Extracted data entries
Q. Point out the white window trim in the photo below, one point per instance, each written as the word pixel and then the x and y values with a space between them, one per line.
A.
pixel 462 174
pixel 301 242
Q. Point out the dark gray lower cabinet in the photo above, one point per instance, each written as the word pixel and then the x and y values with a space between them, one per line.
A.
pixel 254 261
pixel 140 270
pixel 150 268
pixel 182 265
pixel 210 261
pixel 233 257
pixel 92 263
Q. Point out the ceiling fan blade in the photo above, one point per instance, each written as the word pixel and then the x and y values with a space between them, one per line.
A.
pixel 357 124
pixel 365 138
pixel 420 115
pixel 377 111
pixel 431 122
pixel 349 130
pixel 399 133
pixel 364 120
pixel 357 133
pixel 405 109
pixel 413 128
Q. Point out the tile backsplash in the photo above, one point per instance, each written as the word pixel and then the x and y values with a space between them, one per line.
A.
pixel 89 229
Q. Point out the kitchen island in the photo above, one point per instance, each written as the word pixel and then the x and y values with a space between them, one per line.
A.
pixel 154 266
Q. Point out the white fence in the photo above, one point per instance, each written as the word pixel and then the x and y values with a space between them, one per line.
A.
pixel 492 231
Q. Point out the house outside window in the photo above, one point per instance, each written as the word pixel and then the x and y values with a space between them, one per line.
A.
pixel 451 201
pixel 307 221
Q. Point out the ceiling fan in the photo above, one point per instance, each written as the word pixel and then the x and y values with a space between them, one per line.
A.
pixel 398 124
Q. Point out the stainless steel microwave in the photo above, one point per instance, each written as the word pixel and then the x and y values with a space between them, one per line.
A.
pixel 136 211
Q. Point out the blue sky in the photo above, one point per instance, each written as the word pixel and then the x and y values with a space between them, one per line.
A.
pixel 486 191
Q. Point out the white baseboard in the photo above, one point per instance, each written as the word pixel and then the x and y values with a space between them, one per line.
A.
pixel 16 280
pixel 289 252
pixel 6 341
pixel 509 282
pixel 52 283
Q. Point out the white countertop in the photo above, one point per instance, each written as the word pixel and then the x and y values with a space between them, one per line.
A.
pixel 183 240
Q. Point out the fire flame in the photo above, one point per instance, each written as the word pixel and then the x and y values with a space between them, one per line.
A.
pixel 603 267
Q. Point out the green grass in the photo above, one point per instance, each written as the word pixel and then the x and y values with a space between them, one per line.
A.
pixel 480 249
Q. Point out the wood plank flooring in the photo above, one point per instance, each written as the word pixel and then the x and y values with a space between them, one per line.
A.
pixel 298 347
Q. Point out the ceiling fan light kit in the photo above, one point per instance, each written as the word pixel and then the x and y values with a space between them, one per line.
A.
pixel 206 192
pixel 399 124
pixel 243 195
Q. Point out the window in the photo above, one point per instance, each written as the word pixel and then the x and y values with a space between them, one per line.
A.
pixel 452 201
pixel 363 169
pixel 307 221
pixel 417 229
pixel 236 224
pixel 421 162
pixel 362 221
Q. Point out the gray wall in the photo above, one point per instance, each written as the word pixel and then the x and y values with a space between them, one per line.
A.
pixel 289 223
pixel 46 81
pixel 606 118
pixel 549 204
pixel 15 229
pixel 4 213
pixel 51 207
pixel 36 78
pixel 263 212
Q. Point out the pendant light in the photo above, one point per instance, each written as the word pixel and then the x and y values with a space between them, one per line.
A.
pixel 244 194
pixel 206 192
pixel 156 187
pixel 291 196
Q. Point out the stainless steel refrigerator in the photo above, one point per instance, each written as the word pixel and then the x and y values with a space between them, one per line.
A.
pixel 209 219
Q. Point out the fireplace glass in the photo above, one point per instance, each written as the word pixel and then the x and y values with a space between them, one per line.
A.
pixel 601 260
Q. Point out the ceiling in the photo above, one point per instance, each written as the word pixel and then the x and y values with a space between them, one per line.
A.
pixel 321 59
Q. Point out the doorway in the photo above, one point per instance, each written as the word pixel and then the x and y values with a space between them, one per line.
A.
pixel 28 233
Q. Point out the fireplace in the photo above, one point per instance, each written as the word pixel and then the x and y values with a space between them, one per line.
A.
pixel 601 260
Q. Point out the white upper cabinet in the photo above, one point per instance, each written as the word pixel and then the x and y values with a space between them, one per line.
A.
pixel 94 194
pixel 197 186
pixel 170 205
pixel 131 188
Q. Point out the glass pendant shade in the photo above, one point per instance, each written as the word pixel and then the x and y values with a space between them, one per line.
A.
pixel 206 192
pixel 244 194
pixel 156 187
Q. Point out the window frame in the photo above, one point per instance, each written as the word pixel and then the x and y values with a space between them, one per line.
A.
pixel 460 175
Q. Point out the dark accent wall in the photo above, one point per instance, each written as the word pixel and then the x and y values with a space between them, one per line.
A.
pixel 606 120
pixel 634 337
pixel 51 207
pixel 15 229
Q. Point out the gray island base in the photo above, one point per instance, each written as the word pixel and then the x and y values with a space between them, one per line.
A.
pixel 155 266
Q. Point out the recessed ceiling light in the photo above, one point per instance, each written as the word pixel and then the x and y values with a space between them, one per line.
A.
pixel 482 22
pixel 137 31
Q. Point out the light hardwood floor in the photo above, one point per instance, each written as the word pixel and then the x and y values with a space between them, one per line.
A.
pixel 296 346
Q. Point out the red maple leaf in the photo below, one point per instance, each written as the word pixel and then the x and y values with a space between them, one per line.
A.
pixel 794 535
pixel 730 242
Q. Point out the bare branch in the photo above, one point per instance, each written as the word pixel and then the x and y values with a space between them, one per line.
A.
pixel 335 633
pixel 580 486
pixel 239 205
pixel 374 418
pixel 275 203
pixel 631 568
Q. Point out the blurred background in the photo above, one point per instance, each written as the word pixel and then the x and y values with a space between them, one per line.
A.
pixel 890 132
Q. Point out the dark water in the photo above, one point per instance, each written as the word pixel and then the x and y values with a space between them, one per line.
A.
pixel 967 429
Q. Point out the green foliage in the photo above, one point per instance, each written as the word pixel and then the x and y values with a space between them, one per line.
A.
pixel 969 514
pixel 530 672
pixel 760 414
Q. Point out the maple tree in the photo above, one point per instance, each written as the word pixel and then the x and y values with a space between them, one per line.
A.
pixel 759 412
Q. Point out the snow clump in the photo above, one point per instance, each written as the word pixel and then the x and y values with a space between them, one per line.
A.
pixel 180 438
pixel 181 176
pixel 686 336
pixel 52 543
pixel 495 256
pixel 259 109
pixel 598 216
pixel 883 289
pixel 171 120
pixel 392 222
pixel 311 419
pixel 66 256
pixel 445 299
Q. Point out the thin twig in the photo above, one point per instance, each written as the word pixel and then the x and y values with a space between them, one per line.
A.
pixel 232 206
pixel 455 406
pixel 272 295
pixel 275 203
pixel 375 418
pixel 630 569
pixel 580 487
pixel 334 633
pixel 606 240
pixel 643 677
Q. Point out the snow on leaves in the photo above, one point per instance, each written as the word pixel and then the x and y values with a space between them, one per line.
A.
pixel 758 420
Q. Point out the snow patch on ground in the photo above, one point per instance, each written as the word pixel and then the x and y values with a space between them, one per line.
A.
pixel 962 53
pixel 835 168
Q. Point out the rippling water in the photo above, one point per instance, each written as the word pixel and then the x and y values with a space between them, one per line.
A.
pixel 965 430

### Written request
Copy the material above word for word, starting at its first line and stopping after the line that contains "pixel 89 229".

### Output
Q. Point out the white window trim in the photo below, one point per instance, each written as the word pixel and then the x and y values with a space between them, one per line.
A.
pixel 462 174
pixel 301 242
Q. Point out the dark gray lower cabinet in the photo above, one point per instance, each written as the word pixel and then the x and y values with a space between them, one per line.
A.
pixel 254 261
pixel 140 270
pixel 150 268
pixel 182 265
pixel 210 261
pixel 233 257
pixel 92 263
Q. Point out the ceiling fan blade in the photo above, one point per instance, each written as the word pixel and then the x and y values with a space between them, one per line.
A.
pixel 357 124
pixel 365 138
pixel 420 115
pixel 377 111
pixel 431 122
pixel 349 130
pixel 399 133
pixel 364 120
pixel 357 133
pixel 405 109
pixel 413 128
Q. Point out the tile backsplash in the photo above, one point per instance, each written as the word pixel and then the x and y values with a space between them, one per line.
A.
pixel 89 229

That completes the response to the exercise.